Coordonné par Véronique Bourhis et Lydie Laroque (1), le numéro 215 du Français Aujourd’hui « Littérature de jeunesse et pratiques plurilingues » (Armand Colin, décembre 2021) est consacré au plurilinguisme en milieu scolaire (2) à travers le prisme de la littérature de jeunesse. Yvanne Chenouf en fait ici la recension.
Ouvrir les enfants à la multiplicité linguistique et culturelle tout en légitimant les langues maternelles des enfants dont « la culture d’origine est différente de celle véhiculée par l’école » est l’objectif attribué aux livres bilingues, plurilingues ou monolingues possédant des traductions en plusieurs langues) ainsi que pluriculturels (albums d’images centrés sur « des personnages confrontés à l’altérité, dans l’entre-deux pays, l’entre-deux langues », (p. 66). Les recherches ici présentées, menées au Canada, en France et en Suisse, attribuent à la littérature de jeunesse le pouvoir de mobiliser une pluralité de ressources chez les élèves tant langagières que culturelles ou symboliques. Les livres plurilingues et pluriculturels ouvrent à des débats où circulent des langues à égalité de statut : on parle dans des langues et de chaque langue, et cet entre-langues solidifie l’acquisition du français : « les enfants se sentent autorisés à utiliser leur langue pour s’approprier la langue de scolarisation ». (p. 99)

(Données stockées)
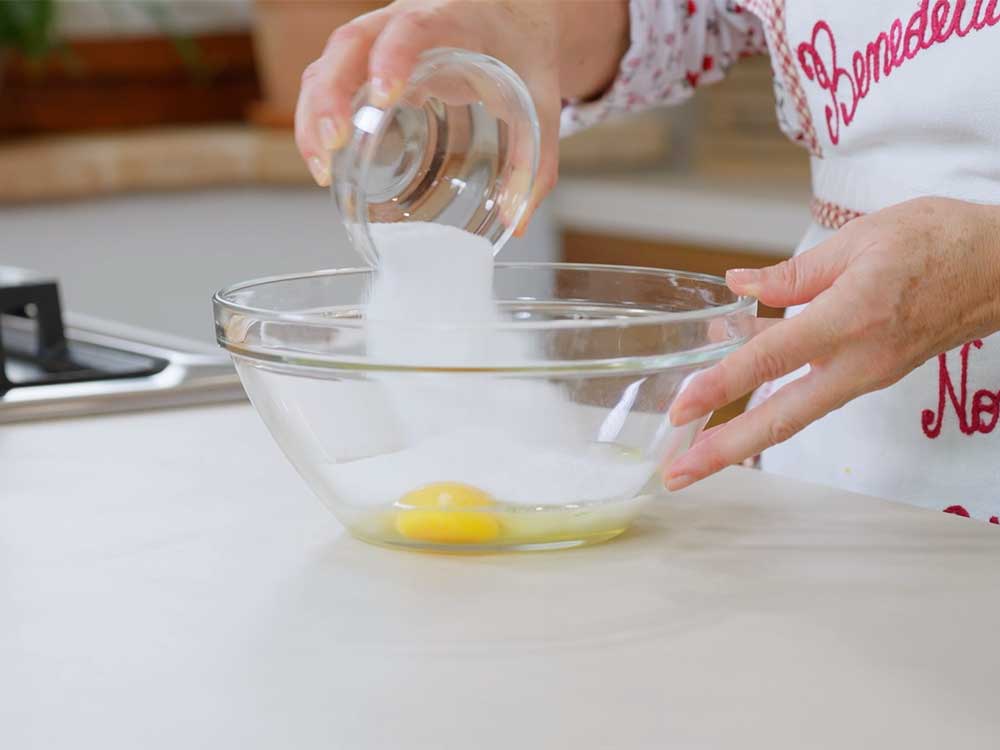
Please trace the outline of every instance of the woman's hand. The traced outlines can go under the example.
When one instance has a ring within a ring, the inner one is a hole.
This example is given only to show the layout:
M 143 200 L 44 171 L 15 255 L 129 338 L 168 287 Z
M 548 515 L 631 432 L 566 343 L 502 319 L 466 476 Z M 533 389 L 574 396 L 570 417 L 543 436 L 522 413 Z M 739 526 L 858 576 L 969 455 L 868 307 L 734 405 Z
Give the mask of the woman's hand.
M 735 401 L 806 365 L 809 372 L 705 434 L 667 467 L 681 489 L 788 440 L 942 351 L 1000 330 L 1000 208 L 921 198 L 855 219 L 826 242 L 729 287 L 768 305 L 809 306 L 759 321 L 746 346 L 699 375 L 673 424 Z
M 460 47 L 507 63 L 527 84 L 541 123 L 531 212 L 556 183 L 563 98 L 598 93 L 628 47 L 625 0 L 397 0 L 341 26 L 302 75 L 295 141 L 319 185 L 330 153 L 351 131 L 351 101 L 371 81 L 372 103 L 392 104 L 422 52 Z

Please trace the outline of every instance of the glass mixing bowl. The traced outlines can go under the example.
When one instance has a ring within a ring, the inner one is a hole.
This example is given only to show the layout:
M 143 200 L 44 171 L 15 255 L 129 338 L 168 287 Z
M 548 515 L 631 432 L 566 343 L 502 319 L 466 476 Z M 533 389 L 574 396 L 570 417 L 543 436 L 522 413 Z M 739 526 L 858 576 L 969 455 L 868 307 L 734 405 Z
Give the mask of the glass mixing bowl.
M 704 425 L 672 428 L 671 403 L 748 339 L 756 314 L 711 276 L 498 263 L 500 322 L 407 331 L 434 351 L 486 342 L 478 360 L 404 365 L 369 347 L 372 273 L 230 287 L 214 299 L 216 333 L 319 498 L 355 536 L 408 548 L 544 549 L 622 533 Z

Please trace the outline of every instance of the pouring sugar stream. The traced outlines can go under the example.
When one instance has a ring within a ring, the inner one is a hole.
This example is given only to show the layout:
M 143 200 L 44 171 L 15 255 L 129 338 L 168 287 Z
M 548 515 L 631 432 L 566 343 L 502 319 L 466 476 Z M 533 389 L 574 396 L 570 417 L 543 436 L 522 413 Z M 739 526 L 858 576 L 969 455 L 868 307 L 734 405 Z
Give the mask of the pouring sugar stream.
M 489 102 L 435 98 L 456 80 Z M 254 406 L 367 541 L 487 551 L 620 534 L 700 427 L 672 430 L 670 404 L 747 338 L 753 301 L 693 274 L 496 263 L 538 148 L 530 96 L 501 63 L 437 50 L 401 104 L 364 97 L 333 189 L 374 270 L 216 295 Z

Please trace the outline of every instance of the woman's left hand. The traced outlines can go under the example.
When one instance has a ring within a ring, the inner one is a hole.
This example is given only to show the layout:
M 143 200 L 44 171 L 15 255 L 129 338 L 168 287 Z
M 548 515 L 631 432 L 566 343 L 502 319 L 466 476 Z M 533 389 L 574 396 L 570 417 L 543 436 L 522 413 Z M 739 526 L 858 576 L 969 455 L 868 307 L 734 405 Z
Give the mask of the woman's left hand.
M 809 372 L 704 433 L 667 467 L 670 490 L 1000 330 L 1000 208 L 920 198 L 855 219 L 791 260 L 730 271 L 726 280 L 767 305 L 810 304 L 786 320 L 758 321 L 753 339 L 677 398 L 671 422 L 691 422 L 799 368 Z

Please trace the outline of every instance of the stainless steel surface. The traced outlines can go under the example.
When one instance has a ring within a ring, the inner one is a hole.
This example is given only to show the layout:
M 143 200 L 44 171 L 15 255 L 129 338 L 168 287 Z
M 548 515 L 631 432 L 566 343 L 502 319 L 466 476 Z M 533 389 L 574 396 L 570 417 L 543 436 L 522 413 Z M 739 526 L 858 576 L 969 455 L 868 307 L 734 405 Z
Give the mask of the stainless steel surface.
M 210 345 L 81 315 L 66 316 L 66 335 L 168 364 L 148 377 L 14 388 L 0 398 L 0 424 L 246 398 L 229 355 Z

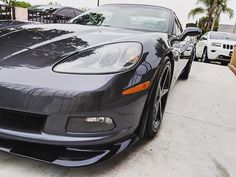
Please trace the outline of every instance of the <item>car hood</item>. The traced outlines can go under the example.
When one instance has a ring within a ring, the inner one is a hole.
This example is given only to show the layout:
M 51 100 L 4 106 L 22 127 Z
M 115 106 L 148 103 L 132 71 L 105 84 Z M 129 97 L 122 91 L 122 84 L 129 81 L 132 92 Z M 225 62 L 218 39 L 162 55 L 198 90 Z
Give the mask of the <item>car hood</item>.
M 76 24 L 25 25 L 0 30 L 0 70 L 51 67 L 87 47 L 134 41 L 145 32 Z

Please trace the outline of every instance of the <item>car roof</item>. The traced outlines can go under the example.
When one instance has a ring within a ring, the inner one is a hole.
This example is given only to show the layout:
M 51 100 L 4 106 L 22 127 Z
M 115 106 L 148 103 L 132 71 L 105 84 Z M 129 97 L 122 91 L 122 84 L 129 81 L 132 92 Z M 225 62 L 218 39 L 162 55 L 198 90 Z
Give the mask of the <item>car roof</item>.
M 153 8 L 161 8 L 161 9 L 166 9 L 169 10 L 171 12 L 173 12 L 173 10 L 167 8 L 167 7 L 162 7 L 162 6 L 156 6 L 156 5 L 149 5 L 149 4 L 124 4 L 124 3 L 112 3 L 112 4 L 103 4 L 101 6 L 133 6 L 133 7 L 153 7 Z

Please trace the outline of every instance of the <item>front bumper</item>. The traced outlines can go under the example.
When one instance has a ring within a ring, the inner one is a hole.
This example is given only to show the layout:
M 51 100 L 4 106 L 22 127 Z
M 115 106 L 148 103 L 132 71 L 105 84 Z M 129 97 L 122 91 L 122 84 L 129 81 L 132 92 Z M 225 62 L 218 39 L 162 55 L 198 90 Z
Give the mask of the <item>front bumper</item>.
M 95 147 L 56 146 L 0 138 L 0 150 L 65 167 L 82 167 L 116 156 L 132 146 L 138 138 Z
M 67 84 L 57 84 L 55 87 L 55 82 L 62 83 L 61 79 Z M 121 90 L 132 86 L 129 73 L 125 77 L 97 76 L 96 81 L 99 82 L 94 83 L 95 86 L 92 83 L 83 84 L 80 79 L 84 82 L 84 78 L 62 75 L 54 77 L 47 87 L 40 83 L 35 84 L 42 85 L 38 87 L 0 82 L 0 117 L 1 110 L 4 110 L 13 111 L 14 115 L 23 113 L 29 114 L 30 118 L 45 118 L 42 129 L 37 131 L 0 124 L 0 150 L 57 165 L 77 167 L 103 161 L 135 143 L 148 90 L 120 95 Z M 143 82 L 142 79 L 138 81 Z M 83 85 L 80 86 L 80 83 Z M 114 120 L 116 128 L 100 133 L 69 133 L 66 131 L 68 118 L 74 116 L 108 116 Z

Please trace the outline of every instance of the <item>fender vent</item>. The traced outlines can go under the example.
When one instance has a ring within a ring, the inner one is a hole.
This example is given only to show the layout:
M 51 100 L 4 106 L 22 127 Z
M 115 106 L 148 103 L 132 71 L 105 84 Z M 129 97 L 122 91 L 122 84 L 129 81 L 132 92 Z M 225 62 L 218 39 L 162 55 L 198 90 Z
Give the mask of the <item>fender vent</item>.
M 0 109 L 0 129 L 41 133 L 47 116 Z

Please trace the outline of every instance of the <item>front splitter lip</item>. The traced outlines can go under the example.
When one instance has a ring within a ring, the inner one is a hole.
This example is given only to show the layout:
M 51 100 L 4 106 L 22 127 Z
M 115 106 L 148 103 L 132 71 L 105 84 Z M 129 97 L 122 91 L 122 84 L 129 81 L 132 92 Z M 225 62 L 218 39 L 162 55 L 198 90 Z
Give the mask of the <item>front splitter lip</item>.
M 139 140 L 133 135 L 112 145 L 66 147 L 0 139 L 0 151 L 63 167 L 83 167 L 110 159 Z

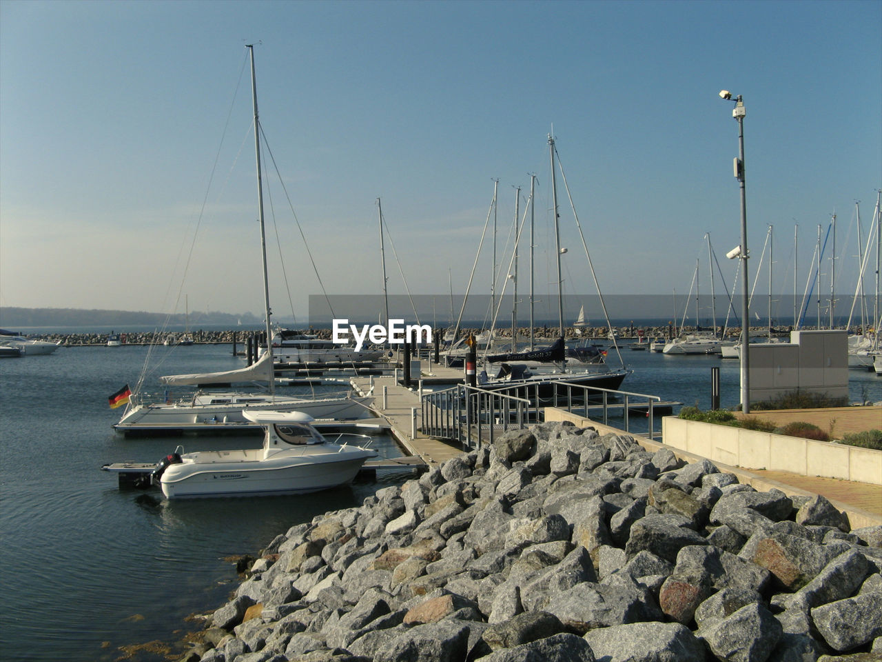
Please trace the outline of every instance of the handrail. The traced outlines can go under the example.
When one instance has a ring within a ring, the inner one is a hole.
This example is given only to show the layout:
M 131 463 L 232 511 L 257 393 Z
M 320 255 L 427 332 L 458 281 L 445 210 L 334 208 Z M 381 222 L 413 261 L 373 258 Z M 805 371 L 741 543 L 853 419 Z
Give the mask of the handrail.
M 586 386 L 584 384 L 572 384 L 572 383 L 570 383 L 568 381 L 560 381 L 560 380 L 552 380 L 552 381 L 550 381 L 549 383 L 554 385 L 554 387 L 555 387 L 555 391 L 554 391 L 554 402 L 556 403 L 558 402 L 558 398 L 557 398 L 557 387 L 559 387 L 559 386 L 560 387 L 564 387 L 567 389 L 567 410 L 570 411 L 570 412 L 572 411 L 572 388 L 573 387 L 575 387 L 575 388 L 581 388 L 582 391 L 585 392 L 584 393 L 585 397 L 584 397 L 584 400 L 583 400 L 583 402 L 587 402 L 587 400 L 588 400 L 588 398 L 587 398 L 587 395 L 588 395 L 587 392 L 588 391 L 594 391 L 594 392 L 601 393 L 602 395 L 602 396 L 603 396 L 603 425 L 609 425 L 609 407 L 610 406 L 615 406 L 615 407 L 621 406 L 623 408 L 622 409 L 622 410 L 623 410 L 623 418 L 624 419 L 624 432 L 626 432 L 626 433 L 631 431 L 630 430 L 630 425 L 629 425 L 629 418 L 628 418 L 628 409 L 629 409 L 628 408 L 628 397 L 629 396 L 634 396 L 634 397 L 639 397 L 639 398 L 646 398 L 647 401 L 647 417 L 648 418 L 648 421 L 647 421 L 648 426 L 647 426 L 647 433 L 648 434 L 648 436 L 649 436 L 650 439 L 653 439 L 653 437 L 654 435 L 654 417 L 653 416 L 653 402 L 655 401 L 655 402 L 662 402 L 662 398 L 659 395 L 650 395 L 646 394 L 646 393 L 633 393 L 632 391 L 619 391 L 619 390 L 616 390 L 614 388 L 602 388 L 600 387 Z M 613 405 L 609 404 L 608 398 L 609 398 L 609 395 L 610 393 L 616 394 L 617 395 L 622 395 L 622 396 L 624 396 L 624 399 L 623 399 L 623 402 L 622 402 L 621 405 L 619 405 L 617 402 L 614 403 Z M 587 412 L 586 411 L 586 413 L 587 413 Z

Consigne A -> Transcrivez le passage du texte fourni en commençant à « Coordonné par Véronique » et en terminant à « ici la recension. ».
Consigne B -> D'après le texte fourni, qui a coordonné le numéro 215 du Français Aujourd'hui ?
Consigne C -> Relevez toutes les personnes nommées dans le texte fourni.
Ce matériel est à considérer séparément du texte fourni.

Réponse attendue A ->
Coordonné par Véronique Bourhis et Lydie Laroque (1), le numéro 215 du Français Aujourd’hui « Littérature de jeunesse et pratiques plurilingues » (Armand Colin, décembre 2021) est consacré au plurilinguisme en milieu scolaire (2) à travers le prisme de la littérature de jeunesse. Yvanne Chenouf en fait ici la recension.

Réponse attendue B -> Véronique Bourhis et Lydie Laroque.

Réponse attendue C -> Véronique Bourhis, Lydie Laroque, Yvanne Chenouf